[EXTRACTED TEXT]

It’s not just financial services. Large telecoms, mobile operators and retailers are all well on their way to adopting a cloud-centric future. If these seemingly implacable sectors are making the change, there has to be one massive bonfire to go with all that smoke.

Catalysts for change

Before a global pandemic completely shifted the way we thought about remote operations, we were already seeing the likes of Microsoft fundamentally changing the way we use services. Many businesses would have noticed Microsoft was pushing new customers away from on-prem licences and nudging them towards cloud-based solutions. The prolific nature of these products (Office 365) meant Microsoft was in a position to shift the landscape, and shift it they did.

Then, in 2020, Covid-19 entered the mix. All of a sudden the requirement for business to adopt remote applications and workforces meant cloud services provided the golden ticket to business continuity. Everyone was suddenly jumping on Microsoft Teams, and sharing documents into centralised servers through related cloud services. It completely changed the way businesses viewed their ICT infrastructure.

[/EXTRACTED TEXT]
[DATA SECTION]

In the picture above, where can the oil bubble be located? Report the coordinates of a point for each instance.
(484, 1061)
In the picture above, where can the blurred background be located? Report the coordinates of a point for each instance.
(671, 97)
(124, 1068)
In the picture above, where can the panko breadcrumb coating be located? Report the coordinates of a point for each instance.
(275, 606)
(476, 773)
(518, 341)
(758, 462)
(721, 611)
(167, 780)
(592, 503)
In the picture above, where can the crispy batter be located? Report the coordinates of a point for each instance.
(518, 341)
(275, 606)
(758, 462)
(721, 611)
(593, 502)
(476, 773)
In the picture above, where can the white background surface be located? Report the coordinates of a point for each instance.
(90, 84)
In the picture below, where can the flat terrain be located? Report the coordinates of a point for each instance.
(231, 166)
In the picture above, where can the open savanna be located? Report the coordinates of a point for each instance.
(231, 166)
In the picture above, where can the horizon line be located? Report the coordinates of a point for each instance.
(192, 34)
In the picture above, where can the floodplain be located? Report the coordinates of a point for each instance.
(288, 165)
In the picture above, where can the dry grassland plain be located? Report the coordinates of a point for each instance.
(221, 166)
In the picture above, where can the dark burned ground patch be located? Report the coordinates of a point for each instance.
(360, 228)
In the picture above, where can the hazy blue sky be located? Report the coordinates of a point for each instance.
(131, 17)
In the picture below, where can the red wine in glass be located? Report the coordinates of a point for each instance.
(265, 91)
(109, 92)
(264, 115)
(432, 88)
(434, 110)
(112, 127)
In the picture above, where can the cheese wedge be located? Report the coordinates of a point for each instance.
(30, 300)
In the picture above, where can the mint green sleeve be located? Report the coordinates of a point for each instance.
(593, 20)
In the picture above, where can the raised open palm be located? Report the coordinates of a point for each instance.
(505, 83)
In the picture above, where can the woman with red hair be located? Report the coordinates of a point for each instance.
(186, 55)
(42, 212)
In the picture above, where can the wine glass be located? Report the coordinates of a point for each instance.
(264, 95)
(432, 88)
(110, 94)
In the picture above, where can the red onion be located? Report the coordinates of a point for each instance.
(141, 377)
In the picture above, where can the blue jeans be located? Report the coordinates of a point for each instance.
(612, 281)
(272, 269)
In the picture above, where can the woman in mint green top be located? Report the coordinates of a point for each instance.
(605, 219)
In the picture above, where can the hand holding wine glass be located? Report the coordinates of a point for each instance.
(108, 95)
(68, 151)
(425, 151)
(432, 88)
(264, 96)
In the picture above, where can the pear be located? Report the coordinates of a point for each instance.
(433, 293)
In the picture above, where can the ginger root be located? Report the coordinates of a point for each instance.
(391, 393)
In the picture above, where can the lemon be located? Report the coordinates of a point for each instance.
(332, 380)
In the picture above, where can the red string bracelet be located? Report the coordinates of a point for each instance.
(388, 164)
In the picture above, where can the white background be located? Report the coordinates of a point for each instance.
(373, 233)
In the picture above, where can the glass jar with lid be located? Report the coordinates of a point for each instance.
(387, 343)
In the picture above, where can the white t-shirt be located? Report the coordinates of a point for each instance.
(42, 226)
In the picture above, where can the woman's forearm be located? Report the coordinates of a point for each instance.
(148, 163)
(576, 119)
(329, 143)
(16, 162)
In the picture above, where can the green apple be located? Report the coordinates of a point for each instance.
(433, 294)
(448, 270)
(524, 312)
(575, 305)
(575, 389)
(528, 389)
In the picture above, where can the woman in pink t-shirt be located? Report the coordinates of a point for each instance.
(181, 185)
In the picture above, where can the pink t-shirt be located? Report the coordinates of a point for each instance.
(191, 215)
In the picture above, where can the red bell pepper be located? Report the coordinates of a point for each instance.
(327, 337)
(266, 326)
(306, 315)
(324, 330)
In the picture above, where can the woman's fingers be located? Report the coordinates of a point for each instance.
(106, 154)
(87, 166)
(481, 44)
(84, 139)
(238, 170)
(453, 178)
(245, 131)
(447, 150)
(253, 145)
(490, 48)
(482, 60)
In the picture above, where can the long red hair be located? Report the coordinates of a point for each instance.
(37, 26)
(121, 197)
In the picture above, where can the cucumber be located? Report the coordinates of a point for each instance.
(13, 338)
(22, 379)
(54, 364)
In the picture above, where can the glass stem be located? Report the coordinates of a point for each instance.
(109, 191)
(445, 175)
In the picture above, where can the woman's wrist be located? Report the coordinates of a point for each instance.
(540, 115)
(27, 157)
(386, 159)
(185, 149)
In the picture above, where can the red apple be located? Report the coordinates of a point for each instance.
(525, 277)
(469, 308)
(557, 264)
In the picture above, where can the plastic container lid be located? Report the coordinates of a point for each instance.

[/DATA SECTION]

WORK TASK A:
Answer the following questions using the text on cloud adoption, one line each:
(i) Besides financial services, which sectors does the text say are adopting a cloud-centric future?
(ii) Which product does the text name as an example of Microsoft's prolific products?
(iii) In which year does the text say Covid-19 entered the mix?
WORK TASK B:
Reproduce verbatim the passage of the text on cloud adoption that begins at the words "Catalysts for change" and stops after the words "it they did.".

RESULT A:
(i) Large telecoms, mobile operators and retailers.
(ii) Office 365.
(iii) 2020.

RESULT B:
Catalysts for change

Before a global pandemic completely shifted the way we thought about remote operations, we were already seeing the likes of Microsoft fundamentally changing the way we use services. Many businesses would have noticed Microsoft was pushing new customers away from on-prem licences and nudging them towards cloud-based solutions. The prolific nature of these products (Office 365) meant Microsoft was in a position to shift the landscape, and shift it they did.